-------- Texto proporcionado --------
Desde este refugio privilegiado, Mauricio se ofrece como un mosaico de paisajes, culturas y emociones. Siguiendo las recomendaciones de la Mauritius Tourism Promotion Authority, el viaje se convierte en un recorrido donde la belleza cambia de piel a cada paso. El Avalon Golf Estate se despliega como una alfombra verde suspendida en la altura, un espacio donde el golf es apenas la excusa para conversar con el viento. Grand Bassin, lago sagrado hindú, guarda el eco de plegarias centenarias y el reflejo de Shiva en sus aguas tranquilas. La Rhumerie de Chamarel destila caña de azúcar y la convierte en licor ámbar, servido en copas que contienen siglos de historia y calor de sol. Muy cerca, la tierra se transforma en paleta de pintor en Chamarel Seven Colored Earth, donde dunas minerales cambian de color como un camaleón soñador. Y más allá, Black River Gorges respira con sus bosques endémicos y sus cascadas que cantan para quienes saben escuchar.
Pero la isla no se agota en un itinerario. Hay playas que enseñan nuevos verbos, como Belle Mare, Flic-en-Flac o la remota Le Morne, donde se aprende a “descalzarse” como acto de libertad. El agua es tan transparente que parece no existir y solo el rumor de las olas confirma que el océano está vivo. En pequeñas embarcaciones, se parte hacia islas satélite como Île aux Cerfs, Île aux Aigrettes o Île aux Benitiers, donde los arrecifes invitan al buceo, las playas permanecen intactas y el almuerzo se cocina en brasas mientras el mar se extiende como un mantel azul.
En Port Louis, el mercado central late en especias, frutas tropicales y telas multicolores. Aquí se compra con los ojos y el olfato: nadie se va sin probar una samosa humeante o un jugo de caña recién exprimido. La gastronomía mauriciana es un mestizaje que se sirve sin prisa, uniendo curry indio, dim sum chino, baguettes francesas y chutneys criollos en platos que son relatos de su historia multicultural. A veces, un simple dholl puri comprado en un puesto callejero es tan memorable como una cena gourmet junto a la playa, iluminada por velas y constelaciones.
-------- Fragmentos del listado --------
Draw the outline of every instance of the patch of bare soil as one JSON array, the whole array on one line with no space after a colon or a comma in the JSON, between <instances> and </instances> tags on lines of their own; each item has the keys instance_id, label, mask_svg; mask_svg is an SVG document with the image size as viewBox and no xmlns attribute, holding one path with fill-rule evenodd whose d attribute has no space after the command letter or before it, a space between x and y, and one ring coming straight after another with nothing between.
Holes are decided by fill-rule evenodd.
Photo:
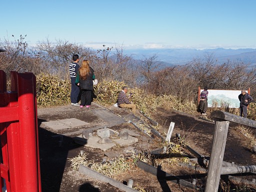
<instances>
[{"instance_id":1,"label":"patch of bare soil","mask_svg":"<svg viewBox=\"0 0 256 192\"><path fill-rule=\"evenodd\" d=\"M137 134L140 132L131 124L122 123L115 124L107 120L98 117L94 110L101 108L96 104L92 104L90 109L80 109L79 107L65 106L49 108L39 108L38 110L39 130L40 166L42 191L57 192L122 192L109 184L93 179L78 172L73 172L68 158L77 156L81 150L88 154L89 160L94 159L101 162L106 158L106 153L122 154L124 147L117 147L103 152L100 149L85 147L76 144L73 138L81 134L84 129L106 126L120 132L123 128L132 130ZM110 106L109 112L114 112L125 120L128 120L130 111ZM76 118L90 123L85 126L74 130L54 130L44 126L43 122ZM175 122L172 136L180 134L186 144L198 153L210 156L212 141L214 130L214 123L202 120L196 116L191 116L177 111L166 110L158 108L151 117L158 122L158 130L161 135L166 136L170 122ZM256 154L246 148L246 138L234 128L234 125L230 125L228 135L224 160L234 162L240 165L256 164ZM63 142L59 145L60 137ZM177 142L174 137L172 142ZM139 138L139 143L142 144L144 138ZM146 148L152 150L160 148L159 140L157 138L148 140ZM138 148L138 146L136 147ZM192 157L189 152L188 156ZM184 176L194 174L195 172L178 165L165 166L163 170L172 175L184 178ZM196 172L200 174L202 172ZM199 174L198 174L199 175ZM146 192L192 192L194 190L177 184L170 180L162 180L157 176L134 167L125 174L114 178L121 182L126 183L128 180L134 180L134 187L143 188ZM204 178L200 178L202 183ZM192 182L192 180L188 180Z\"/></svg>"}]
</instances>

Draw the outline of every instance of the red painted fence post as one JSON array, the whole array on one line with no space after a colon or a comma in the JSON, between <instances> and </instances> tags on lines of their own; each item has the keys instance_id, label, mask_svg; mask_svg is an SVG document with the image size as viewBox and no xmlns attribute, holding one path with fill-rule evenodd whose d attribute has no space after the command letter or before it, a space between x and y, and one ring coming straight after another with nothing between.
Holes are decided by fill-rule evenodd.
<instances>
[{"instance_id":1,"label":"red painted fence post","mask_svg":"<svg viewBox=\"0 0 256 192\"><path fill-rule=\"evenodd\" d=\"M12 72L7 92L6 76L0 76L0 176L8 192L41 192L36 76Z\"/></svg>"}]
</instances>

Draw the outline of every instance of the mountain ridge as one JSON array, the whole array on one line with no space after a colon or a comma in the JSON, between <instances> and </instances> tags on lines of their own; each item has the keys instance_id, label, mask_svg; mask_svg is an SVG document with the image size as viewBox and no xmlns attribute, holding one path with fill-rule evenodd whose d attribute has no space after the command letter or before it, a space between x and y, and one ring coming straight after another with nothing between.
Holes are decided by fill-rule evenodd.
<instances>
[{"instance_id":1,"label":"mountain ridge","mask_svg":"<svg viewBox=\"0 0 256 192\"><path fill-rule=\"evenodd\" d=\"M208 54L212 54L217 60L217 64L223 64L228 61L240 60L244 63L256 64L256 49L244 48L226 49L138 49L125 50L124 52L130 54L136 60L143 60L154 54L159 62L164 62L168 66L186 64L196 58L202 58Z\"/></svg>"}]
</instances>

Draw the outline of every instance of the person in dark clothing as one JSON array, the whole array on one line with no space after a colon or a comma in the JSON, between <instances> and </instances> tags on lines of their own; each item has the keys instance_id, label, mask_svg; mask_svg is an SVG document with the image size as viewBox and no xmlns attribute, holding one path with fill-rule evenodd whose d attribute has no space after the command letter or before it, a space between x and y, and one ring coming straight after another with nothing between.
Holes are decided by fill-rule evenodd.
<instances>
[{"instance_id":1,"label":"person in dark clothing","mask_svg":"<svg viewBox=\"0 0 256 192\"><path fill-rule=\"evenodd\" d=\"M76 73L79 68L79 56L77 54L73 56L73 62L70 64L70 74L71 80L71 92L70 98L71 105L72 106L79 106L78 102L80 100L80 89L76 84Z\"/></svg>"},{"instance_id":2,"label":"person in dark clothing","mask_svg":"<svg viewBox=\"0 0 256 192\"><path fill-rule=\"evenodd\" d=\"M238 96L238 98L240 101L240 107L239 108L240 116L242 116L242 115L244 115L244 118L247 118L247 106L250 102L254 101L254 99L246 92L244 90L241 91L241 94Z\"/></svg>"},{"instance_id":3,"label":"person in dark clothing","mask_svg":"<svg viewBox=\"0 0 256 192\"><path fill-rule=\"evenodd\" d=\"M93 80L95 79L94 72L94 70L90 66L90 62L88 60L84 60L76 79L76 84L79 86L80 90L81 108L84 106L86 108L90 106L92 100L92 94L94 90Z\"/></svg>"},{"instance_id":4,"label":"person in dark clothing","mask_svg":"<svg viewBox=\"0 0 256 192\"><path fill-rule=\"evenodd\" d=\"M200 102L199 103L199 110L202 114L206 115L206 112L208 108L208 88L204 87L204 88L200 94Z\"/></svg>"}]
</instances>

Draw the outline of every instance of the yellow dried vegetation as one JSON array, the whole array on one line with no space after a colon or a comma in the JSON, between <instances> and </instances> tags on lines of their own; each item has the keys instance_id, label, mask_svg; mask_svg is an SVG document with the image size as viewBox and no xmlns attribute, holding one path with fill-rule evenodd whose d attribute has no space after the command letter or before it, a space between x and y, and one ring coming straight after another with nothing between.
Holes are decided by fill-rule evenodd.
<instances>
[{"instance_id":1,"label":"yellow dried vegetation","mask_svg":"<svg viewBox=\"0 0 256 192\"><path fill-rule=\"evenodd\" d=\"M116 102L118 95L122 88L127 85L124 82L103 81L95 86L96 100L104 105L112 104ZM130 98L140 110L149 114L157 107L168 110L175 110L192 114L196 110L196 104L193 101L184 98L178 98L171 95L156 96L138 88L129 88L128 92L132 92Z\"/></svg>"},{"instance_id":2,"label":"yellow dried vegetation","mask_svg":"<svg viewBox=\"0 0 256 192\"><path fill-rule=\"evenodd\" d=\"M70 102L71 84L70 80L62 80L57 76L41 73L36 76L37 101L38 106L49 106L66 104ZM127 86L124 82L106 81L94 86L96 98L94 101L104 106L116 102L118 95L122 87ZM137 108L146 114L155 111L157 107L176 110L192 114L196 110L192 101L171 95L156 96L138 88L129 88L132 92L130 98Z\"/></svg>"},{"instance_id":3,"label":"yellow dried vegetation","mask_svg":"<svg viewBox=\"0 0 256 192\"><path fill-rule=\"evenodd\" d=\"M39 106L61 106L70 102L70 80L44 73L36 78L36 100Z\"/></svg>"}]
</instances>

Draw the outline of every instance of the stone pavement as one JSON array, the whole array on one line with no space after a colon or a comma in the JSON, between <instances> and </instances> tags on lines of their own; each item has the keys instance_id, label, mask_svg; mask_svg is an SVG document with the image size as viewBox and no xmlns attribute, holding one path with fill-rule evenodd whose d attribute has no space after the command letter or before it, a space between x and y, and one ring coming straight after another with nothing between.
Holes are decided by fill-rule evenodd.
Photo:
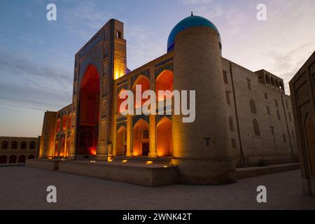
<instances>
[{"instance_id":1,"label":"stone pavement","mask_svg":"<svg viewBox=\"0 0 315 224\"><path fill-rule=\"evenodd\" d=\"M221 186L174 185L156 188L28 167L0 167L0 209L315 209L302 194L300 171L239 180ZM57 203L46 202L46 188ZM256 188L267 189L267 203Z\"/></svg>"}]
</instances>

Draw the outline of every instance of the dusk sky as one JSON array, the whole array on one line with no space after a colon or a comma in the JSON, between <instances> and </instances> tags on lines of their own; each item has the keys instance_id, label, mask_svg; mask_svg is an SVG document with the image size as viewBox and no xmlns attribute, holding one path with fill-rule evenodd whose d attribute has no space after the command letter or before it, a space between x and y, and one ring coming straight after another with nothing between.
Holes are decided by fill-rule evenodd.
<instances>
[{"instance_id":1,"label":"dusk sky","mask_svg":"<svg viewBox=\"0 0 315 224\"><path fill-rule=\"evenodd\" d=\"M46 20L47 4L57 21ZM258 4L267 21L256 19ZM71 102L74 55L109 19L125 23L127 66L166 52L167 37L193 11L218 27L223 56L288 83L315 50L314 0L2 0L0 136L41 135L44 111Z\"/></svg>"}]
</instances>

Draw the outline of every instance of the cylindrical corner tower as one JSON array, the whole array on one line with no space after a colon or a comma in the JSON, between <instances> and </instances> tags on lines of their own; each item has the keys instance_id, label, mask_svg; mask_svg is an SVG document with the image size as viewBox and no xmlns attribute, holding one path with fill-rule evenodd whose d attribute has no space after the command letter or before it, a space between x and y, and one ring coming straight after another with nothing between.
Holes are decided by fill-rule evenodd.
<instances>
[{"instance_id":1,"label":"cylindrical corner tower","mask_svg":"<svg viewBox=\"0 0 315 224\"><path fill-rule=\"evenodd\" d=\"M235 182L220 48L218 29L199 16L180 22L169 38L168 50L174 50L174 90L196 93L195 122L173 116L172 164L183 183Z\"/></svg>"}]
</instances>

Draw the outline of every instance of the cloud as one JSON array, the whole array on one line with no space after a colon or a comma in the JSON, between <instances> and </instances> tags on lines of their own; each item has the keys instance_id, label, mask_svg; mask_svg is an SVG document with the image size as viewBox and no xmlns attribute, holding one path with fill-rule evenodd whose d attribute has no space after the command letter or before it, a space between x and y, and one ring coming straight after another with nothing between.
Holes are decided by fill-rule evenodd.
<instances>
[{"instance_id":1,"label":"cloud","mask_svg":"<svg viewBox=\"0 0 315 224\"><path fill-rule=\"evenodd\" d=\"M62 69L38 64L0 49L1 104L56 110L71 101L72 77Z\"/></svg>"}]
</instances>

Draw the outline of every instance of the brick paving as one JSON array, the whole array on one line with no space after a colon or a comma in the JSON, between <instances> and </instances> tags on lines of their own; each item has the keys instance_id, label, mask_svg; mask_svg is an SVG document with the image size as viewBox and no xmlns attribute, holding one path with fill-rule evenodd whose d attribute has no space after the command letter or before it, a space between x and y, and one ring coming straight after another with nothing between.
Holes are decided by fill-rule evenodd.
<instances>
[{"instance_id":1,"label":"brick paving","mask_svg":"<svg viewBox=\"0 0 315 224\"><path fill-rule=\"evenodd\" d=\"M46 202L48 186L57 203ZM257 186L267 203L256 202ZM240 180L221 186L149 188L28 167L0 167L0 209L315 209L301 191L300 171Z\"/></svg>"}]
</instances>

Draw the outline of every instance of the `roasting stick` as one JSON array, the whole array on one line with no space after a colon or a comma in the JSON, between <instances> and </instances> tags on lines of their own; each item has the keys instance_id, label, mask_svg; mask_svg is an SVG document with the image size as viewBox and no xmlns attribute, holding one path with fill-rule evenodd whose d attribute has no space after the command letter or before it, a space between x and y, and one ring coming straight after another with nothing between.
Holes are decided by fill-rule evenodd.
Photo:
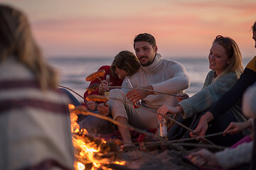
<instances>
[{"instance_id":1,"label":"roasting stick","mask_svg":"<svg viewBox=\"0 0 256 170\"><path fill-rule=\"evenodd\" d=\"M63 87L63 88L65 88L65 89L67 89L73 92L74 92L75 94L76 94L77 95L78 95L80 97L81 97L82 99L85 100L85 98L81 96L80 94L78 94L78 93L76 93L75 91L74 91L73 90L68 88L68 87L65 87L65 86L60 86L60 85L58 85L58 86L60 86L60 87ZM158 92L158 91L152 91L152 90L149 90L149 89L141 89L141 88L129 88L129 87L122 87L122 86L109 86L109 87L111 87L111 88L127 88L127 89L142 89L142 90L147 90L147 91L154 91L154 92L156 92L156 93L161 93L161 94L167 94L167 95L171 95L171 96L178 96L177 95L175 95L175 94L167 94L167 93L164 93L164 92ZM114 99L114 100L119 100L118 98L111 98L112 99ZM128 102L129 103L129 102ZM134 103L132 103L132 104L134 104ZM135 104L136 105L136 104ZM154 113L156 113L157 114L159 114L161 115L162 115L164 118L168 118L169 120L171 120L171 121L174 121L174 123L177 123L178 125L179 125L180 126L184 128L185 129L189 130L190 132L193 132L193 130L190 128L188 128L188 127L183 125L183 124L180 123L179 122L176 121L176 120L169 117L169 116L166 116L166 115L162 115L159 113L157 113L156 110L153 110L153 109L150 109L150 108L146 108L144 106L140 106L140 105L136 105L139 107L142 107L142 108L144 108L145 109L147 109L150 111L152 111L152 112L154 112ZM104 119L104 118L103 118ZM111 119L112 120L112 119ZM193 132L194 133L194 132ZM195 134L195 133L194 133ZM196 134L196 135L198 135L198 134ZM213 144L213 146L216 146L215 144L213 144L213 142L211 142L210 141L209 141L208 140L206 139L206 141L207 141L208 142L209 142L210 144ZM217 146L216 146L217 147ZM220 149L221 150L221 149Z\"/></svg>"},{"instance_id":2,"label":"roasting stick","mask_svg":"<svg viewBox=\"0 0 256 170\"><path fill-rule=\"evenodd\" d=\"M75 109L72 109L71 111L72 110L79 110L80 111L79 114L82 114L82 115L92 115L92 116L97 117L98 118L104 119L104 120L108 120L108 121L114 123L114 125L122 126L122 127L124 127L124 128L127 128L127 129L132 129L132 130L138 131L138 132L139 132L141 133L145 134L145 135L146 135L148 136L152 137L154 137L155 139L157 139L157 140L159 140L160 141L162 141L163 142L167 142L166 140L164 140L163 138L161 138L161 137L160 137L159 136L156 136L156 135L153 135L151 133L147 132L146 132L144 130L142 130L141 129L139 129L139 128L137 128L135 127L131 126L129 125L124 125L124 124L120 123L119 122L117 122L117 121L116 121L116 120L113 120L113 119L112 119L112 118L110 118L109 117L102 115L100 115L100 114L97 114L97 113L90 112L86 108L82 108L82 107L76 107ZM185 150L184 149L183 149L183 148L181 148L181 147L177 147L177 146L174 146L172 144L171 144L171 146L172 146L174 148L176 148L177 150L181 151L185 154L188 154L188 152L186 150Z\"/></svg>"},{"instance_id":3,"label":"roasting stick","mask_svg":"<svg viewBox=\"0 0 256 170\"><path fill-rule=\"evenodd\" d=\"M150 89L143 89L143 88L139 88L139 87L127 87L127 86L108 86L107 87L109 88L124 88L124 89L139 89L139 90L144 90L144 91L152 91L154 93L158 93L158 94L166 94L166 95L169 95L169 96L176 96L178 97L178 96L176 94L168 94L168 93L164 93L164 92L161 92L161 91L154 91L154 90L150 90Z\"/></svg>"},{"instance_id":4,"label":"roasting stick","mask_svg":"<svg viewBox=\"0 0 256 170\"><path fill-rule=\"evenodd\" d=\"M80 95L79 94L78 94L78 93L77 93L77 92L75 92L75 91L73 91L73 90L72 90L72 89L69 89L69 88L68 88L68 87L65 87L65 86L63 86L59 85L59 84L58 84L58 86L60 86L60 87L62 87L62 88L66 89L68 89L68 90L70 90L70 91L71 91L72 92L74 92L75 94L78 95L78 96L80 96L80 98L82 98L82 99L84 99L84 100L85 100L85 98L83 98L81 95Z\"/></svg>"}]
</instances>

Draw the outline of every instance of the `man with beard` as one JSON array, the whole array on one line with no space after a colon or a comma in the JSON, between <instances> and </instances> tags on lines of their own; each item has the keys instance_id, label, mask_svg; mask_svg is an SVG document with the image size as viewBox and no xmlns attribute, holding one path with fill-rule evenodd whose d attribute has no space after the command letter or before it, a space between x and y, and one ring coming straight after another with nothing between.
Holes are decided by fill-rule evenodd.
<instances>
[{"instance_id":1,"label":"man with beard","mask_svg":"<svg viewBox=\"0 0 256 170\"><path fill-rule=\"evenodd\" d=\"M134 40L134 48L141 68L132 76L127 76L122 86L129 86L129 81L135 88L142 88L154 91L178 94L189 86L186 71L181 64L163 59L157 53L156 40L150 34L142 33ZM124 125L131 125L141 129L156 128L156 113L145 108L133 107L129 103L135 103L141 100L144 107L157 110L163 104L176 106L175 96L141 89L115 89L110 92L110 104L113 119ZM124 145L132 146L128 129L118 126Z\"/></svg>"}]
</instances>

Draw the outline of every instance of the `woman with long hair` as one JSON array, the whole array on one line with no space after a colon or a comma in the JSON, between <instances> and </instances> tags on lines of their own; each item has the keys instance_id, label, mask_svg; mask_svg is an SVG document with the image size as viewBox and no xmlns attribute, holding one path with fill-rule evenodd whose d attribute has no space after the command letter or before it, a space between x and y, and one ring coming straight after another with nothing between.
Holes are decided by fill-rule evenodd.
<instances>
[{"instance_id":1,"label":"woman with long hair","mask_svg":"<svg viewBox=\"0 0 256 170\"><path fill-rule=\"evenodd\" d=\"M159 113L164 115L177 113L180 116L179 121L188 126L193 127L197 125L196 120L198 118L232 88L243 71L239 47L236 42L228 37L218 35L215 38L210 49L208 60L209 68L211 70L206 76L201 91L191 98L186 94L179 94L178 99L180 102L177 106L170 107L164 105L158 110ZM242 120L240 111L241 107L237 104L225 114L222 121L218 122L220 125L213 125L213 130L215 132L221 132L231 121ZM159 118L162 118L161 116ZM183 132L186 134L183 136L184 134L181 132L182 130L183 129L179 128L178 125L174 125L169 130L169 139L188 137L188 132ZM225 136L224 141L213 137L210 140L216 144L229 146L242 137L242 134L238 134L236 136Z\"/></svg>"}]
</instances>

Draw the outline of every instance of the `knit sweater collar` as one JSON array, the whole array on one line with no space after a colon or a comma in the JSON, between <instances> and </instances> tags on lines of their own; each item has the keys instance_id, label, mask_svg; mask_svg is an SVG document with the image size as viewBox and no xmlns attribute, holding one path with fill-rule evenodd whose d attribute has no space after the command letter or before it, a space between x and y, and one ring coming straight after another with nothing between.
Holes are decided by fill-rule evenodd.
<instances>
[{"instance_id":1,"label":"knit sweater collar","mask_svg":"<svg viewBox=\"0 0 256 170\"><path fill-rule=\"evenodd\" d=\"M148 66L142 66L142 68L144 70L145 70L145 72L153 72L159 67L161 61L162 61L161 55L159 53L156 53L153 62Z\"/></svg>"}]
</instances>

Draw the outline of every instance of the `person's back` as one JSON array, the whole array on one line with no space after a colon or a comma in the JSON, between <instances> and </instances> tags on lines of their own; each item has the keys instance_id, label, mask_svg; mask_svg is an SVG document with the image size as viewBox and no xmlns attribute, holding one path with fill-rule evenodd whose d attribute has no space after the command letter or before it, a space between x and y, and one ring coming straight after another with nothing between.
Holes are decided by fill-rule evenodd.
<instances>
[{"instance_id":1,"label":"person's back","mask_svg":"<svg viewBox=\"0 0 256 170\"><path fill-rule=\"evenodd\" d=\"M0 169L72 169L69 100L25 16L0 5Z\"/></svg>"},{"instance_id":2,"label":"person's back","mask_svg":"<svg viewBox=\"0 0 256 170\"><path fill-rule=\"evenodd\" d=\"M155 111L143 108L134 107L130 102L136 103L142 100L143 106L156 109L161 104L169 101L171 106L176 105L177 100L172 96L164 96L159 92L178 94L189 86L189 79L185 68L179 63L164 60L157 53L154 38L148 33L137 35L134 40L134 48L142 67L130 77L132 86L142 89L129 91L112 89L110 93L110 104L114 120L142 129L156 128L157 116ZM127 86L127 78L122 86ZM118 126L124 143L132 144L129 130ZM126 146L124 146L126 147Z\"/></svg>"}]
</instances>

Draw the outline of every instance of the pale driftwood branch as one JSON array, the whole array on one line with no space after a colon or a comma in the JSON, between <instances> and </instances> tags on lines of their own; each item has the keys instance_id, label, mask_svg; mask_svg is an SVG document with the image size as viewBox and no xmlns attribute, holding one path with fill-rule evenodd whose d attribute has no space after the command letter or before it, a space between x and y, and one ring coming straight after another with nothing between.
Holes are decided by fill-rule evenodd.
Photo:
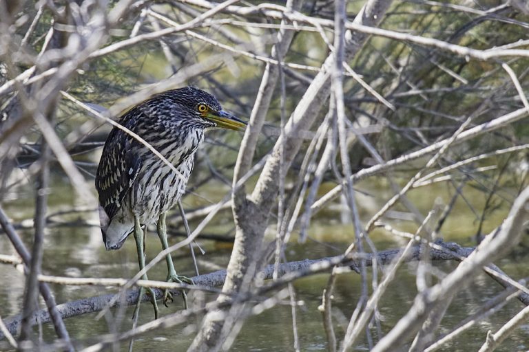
--------
## Lo que se pide
[1] Resuma en dos oraciones el texto sobre Mauricio.
[2] Conteste estas preguntas con datos del texto sobre Mauricio:
(a) ¿El reflejo de qué deidad guardan las aguas de Grand Bassin?
(b) ¿Con qué se compara el mar mientras el almuerzo se cocina en brasas en las islas satélite?
(c) ¿Qué se dice que nadie se va sin probar en el mercado central de Port Louis?
[3] Redacte lo que sigue al texto sobre Mauricio, comenzando después de su última oración.

## Respuestas esperadas
[1] El texto presenta Mauricio como un mosaico de paisajes, culturas y emociones, con lugares como el Avalon Golf Estate, el lago sagrado Grand Bassin, la Rhumerie de Chamarel, Chamarel Seven Colored Earth y los bosques de Black River Gorges. Destaca además playas como Belle Mare, Flic-en-Flac y Le Morne, excursiones a islas satélite como Île aux Cerfs, el mercado central de Port Louis y una gastronomía mestiza que une influencias india, china, francesa y criolla.

[2]
(a) El de Shiva.
(b) Con un mantel azul.
(c) Una samosa humeante o un jugo de caña recién exprimido.

[3]
Quien busca aventura encuentra en la isla un parque de diversiones natural: kitesurf en Le Morne, trekking hasta la cima del Pieter Both, buceo en Blue Bay o un amanecer nadando con delfines. Hay quienes eligen avistar ballenas, y quienes se adentran en cuevas submarinas donde la penumbra se mezcla con destellos de peces plateados. Todo convive con curiosidades como la historia del mítico dodo, que aunque extinto sigue vivo en esculturas, souvenirs y conversaciones, o el aroma de la vainilla cultivada en plantaciones que perfuman el interior.
Y siempre, al final de cada jornada, el Shangri-La Le Touessrok recibe como un refugio. Desde su orilla, el atardecer derrama oro líquido sobre el océano, y uno entiende que Mauricio no se guarda en la cámara de fotos, sino en la memoria de los sentidos: el calor del sol sobre la piel, el sabor dulce del ron, la caricia tibia de la arena y el canto del mar que sigue sonando incluso después de partir. Porque Mauricio es un viaje que empieza antes de llegar y que, una vez vivido, nunca termina.